Data supplied:
"""

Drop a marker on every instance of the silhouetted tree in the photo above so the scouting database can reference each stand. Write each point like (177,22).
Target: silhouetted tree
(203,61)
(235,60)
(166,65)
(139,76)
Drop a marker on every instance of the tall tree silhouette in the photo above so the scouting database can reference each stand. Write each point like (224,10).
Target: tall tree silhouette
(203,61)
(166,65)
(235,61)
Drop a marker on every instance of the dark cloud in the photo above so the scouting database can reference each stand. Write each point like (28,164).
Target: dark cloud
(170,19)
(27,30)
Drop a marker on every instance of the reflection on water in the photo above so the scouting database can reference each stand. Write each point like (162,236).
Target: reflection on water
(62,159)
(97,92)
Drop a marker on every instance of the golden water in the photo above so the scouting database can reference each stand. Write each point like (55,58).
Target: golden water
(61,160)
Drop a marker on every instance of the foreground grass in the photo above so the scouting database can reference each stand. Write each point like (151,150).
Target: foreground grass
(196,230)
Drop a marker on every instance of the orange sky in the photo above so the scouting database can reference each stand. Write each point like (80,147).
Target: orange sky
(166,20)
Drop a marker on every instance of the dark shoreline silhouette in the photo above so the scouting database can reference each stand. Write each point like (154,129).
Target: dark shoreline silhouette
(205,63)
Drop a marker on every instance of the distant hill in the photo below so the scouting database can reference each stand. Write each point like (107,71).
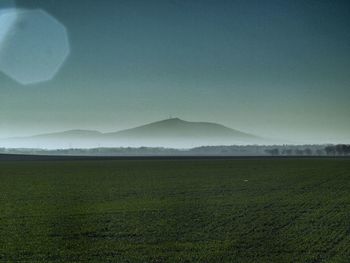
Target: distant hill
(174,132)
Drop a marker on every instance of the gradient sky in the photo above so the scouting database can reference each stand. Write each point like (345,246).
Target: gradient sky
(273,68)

"""

Problem:
Start at the first line and set down all of the data exactly, passing over the pictures.

Result:
Drop a marker on every instance of the silhouetted tree in the photo above so the scouting database can reference each stand. Write each point like (177,22).
Target: silhouetted tree
(203,61)
(235,60)
(166,65)
(139,76)
Drop a marker on every instance of the tall tree silhouette in the photo above so the scouting database can reference each stand. Write each point like (224,10).
Target: tall tree silhouette
(203,61)
(166,65)
(235,61)
Drop a marker on every instance of the dark cloud in the photo above so the scouting database can reference each stand. Write each point like (28,164).
Target: dark cloud
(170,19)
(27,30)
Drop a marker on every instance of the reflection on water in the photo above so the scouting database can reference each stand. Write each point like (162,236).
Target: reflection on water
(62,159)
(97,92)
Drop a marker on every instance of the golden water in the photo above so the scouting database can reference each stand. Write each point like (55,58).
Target: golden water
(61,160)
Drop a marker on every instance of the foreground grass in the photo above so the scouting database can reference each stand. Write each point like (151,150).
Target: foreground grass
(196,230)
Drop a marker on every instance of the orange sky in the photo above so the scouting database can reference each stand. Write each point like (80,147).
Target: orange sky
(166,20)
Drop a marker on every instance of the dark shoreline silhouette in the photo above so the scouting database can reference each stand. Write each point like (154,129).
Target: dark shoreline silhouette
(205,63)
Drop a marker on every instance of the distant hill in the photo below so the scouting database can reference each stand. Write each point like (107,71).
Target: distant hill
(174,132)
Drop a marker on every instance of the gradient sky in the photo above so the scouting database can reference each stand. Write each point like (345,246).
Target: gradient sky
(273,68)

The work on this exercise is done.